### SOURCE DATA
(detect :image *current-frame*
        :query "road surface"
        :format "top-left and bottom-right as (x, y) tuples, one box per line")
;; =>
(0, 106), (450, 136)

### GIVEN REQUEST
Render every line of the rows above as a Markdown table with two columns, Line and Content. Put the line's number under Line and its text under Content, and leave out blank lines.

### EXERCISE RESPONSE
| Line | Content |
|---|---|
| 1 | (detect :image *current-frame* |
| 2 |         :query "road surface" |
| 3 |         :format "top-left and bottom-right as (x, y) tuples, one box per line") |
| 4 | ;; => |
| 5 | (0, 106), (450, 136) |